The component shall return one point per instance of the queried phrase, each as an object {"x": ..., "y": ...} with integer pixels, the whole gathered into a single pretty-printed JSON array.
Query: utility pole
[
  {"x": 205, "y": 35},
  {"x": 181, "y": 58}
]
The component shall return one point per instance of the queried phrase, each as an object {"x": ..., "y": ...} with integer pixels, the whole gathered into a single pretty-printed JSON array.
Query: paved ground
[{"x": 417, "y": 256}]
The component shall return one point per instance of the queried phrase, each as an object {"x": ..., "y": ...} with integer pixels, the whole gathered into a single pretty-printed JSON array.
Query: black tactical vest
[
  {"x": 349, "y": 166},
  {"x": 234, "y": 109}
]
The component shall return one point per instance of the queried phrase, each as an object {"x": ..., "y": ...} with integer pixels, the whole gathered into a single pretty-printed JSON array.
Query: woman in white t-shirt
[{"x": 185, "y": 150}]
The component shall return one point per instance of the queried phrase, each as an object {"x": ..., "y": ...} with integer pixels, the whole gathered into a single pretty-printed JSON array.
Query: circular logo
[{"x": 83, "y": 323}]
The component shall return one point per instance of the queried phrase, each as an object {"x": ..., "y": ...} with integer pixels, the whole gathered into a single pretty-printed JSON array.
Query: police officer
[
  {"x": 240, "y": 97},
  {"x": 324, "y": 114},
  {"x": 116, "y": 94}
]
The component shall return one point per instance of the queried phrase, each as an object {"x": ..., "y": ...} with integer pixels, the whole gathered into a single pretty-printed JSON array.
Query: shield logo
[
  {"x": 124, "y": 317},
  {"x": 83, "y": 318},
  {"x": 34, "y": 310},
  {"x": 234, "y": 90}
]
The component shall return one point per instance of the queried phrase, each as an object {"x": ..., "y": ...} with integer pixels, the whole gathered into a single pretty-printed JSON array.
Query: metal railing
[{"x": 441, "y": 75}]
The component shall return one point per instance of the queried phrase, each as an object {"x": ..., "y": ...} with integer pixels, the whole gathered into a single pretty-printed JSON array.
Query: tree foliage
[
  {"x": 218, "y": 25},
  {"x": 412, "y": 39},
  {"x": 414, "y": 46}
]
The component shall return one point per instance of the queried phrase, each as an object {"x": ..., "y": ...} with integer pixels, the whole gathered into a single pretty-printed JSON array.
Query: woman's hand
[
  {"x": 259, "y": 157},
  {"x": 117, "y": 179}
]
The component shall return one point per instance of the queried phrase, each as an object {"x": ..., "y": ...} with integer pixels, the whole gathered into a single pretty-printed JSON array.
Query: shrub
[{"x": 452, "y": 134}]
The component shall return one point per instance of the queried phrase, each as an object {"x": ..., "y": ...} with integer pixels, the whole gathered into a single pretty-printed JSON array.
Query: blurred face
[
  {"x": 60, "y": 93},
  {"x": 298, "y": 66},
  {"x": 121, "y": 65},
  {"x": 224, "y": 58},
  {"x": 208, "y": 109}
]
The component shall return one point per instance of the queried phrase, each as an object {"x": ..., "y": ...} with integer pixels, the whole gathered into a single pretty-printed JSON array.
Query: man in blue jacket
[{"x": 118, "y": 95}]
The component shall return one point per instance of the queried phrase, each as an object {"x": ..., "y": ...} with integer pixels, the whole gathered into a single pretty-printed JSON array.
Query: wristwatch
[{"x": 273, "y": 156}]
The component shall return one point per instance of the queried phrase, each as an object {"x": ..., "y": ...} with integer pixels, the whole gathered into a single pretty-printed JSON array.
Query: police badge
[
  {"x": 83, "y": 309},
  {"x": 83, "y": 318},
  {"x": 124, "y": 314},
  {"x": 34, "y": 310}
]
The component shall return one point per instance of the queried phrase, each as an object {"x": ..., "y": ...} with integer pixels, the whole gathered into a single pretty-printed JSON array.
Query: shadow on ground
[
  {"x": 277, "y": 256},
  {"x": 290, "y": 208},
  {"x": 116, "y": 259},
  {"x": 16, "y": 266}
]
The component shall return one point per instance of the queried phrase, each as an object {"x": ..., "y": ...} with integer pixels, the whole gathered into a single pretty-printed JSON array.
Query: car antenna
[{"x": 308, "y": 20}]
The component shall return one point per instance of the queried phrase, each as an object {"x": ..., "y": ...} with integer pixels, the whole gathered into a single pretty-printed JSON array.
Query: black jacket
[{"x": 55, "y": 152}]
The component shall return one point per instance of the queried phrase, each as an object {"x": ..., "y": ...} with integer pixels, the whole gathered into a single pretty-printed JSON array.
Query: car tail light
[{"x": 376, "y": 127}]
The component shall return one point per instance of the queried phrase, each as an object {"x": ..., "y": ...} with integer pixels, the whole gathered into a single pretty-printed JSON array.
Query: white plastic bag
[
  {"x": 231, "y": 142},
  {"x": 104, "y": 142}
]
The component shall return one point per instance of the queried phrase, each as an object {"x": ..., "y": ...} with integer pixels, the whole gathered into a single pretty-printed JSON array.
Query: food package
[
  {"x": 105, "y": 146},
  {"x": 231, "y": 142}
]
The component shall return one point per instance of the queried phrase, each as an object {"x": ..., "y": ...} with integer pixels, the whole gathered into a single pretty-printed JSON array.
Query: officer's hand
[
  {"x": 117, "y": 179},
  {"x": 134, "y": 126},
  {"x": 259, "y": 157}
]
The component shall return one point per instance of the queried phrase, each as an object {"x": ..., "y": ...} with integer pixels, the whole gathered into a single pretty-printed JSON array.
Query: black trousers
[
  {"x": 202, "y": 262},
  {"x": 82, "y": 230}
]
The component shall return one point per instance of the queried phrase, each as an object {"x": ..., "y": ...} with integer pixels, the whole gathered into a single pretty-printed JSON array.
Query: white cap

Activity: Retype each line of the listing exactly as it was given above.

Solution:
The component shall return one point per instance of the queried phrase, each as an object {"x": ..., "y": ...} with integer pixels, the whole gathered into a single pretty-printed JSON array.
Query: utility pole
[
  {"x": 205, "y": 35},
  {"x": 181, "y": 58}
]
The component shall return one point per instance of the queried phrase, each as an object {"x": ..., "y": ...} with integer pixels, the whole gathered into a single pretty-printed JSON array.
Query: paved ground
[{"x": 417, "y": 256}]
The component shall return one point per instance of the queried phrase, each as an object {"x": ..., "y": ...} with integer pixels, the whole gathered into a single pretty-printed JSON array.
Query: black tactical vest
[
  {"x": 349, "y": 166},
  {"x": 234, "y": 109}
]
The component shall return one point per instance of the queried phrase, each as an object {"x": ..., "y": ...} with integer pixels, the whole gathered into a single pretty-printed JSON array.
Query: woman in white t-shirt
[{"x": 185, "y": 150}]
The component shall return one point per instance of the queried phrase, each as an object {"x": ..., "y": ...} with integer pixels, the whole gathered into a single pretty-printed JSON array.
Query: circular logo
[{"x": 83, "y": 323}]
The component shall return one point per instance of the queried phrase, each as an object {"x": ..., "y": ...} with integer pixels, the whole gathered into a single pretty-printed JSON array.
Query: police officer
[
  {"x": 240, "y": 97},
  {"x": 324, "y": 114},
  {"x": 116, "y": 94}
]
The component shall return one point per instance of the queried phrase, each as an object {"x": ..., "y": ...} with integer pixels, the whole gathered into a single pretty-printed JSON array.
Query: shield logo
[
  {"x": 124, "y": 317},
  {"x": 83, "y": 318},
  {"x": 34, "y": 310},
  {"x": 234, "y": 90}
]
The component shall return one point per instance of the queried phrase, each as an object {"x": ..., "y": ...} with integer pixels, the whole gathered into a single pretty-printed JSON array.
Query: metal railing
[{"x": 441, "y": 75}]
The component shall return one point per instance of the queried phrase, each as an object {"x": ..., "y": ...} with integer pixels, the whole gathered into a single pretty-printed JSON array.
Query: tree foliage
[
  {"x": 218, "y": 25},
  {"x": 412, "y": 39},
  {"x": 414, "y": 46}
]
The component shall return one point per instance of the queried phrase, each as an object {"x": ..., "y": ...} with integer pixels, the whole gathered into a single pretty-printed JSON array.
Query: woman's hand
[
  {"x": 259, "y": 157},
  {"x": 117, "y": 179}
]
The component shall return one point per instance of the queried phrase, each as an object {"x": ..., "y": ...} with integer pixels, the whole gathered into a single pretty-printed JSON array.
Query: shrub
[{"x": 452, "y": 134}]
The component shall return one point per instance of the queried phrase, each as an object {"x": ..., "y": ...} with integer pixels, the whole gathered into a single pretty-printed JSON array.
Query: blurred face
[
  {"x": 60, "y": 93},
  {"x": 298, "y": 66},
  {"x": 121, "y": 65},
  {"x": 224, "y": 58},
  {"x": 208, "y": 109}
]
The component shall return one point per instance of the queried phrase, each as an object {"x": ..., "y": ...} with integer pixels, the whole gathered into a single pretty-printed JSON array.
Query: man in blue jacket
[{"x": 118, "y": 95}]
The component shall return one point per instance of the queried phrase, each as an object {"x": ..., "y": ...} with integer pixels, the whole gathered into a single pretty-printed JSON array.
Query: wristwatch
[{"x": 273, "y": 156}]
The component shall return one point per instance of the queried phrase, each as an object {"x": ..., "y": ...} with integer pixels, the whole gathered into a single pretty-printed JSON array.
Query: police badge
[
  {"x": 83, "y": 309},
  {"x": 83, "y": 318},
  {"x": 124, "y": 314},
  {"x": 34, "y": 310}
]
The component shall return one point per instance of the queried phrase, each as an object {"x": ..., "y": ...} with integer pixels, the whole gathered into a single pretty-printed JSON array.
Query: shadow on ground
[
  {"x": 277, "y": 256},
  {"x": 290, "y": 208},
  {"x": 116, "y": 259},
  {"x": 16, "y": 266}
]
The component shall return one point per instance of the queried phrase, each as an object {"x": ..., "y": ...} with integer pixels, the whole gathered into a single pretty-printed JSON array.
Query: car antenna
[{"x": 308, "y": 20}]
The component shall return one point per instance of the queried phrase, each as an object {"x": ..., "y": ...} with integer pixels, the whole gathered into a single pretty-printed JSON array.
Query: black jacket
[{"x": 55, "y": 152}]
The component shall return one point per instance of the queried phrase, each as an object {"x": ..., "y": ...} with integer pixels, the whole gathered into a single pretty-printed JSON array.
Query: car tail light
[{"x": 376, "y": 127}]
The component shall return one point per instance of the queried phrase, each as an object {"x": ..., "y": ...} with integer pixels, the whole gathered into a single pretty-printed JSON array.
Query: white plastic bag
[
  {"x": 231, "y": 142},
  {"x": 104, "y": 142}
]
The component shall return one point per instance of the queried phrase, each as an object {"x": ..., "y": ...} with integer pixels, the whole gathered into a single pretty-printed JSON array.
Query: food package
[
  {"x": 105, "y": 146},
  {"x": 231, "y": 142}
]
The component shall return one point per instance of the queried phrase, each as an object {"x": ..., "y": ...} with integer pixels, the whole gathered into a single pretty-printed JSON array.
Query: officer's hand
[
  {"x": 117, "y": 179},
  {"x": 134, "y": 126},
  {"x": 259, "y": 157}
]
The component shall return one point per instance of the queried phrase, each as an object {"x": ..., "y": ...} with integer pixels, the whole gathered into a single pretty-printed JSON array.
Query: black trousers
[
  {"x": 202, "y": 262},
  {"x": 82, "y": 230}
]
The component shall return one point per instance of the queried phrase, each as an object {"x": ..., "y": ...} with integer pixels, the whole gathered into a single pretty-printed JSON array.
Query: white cap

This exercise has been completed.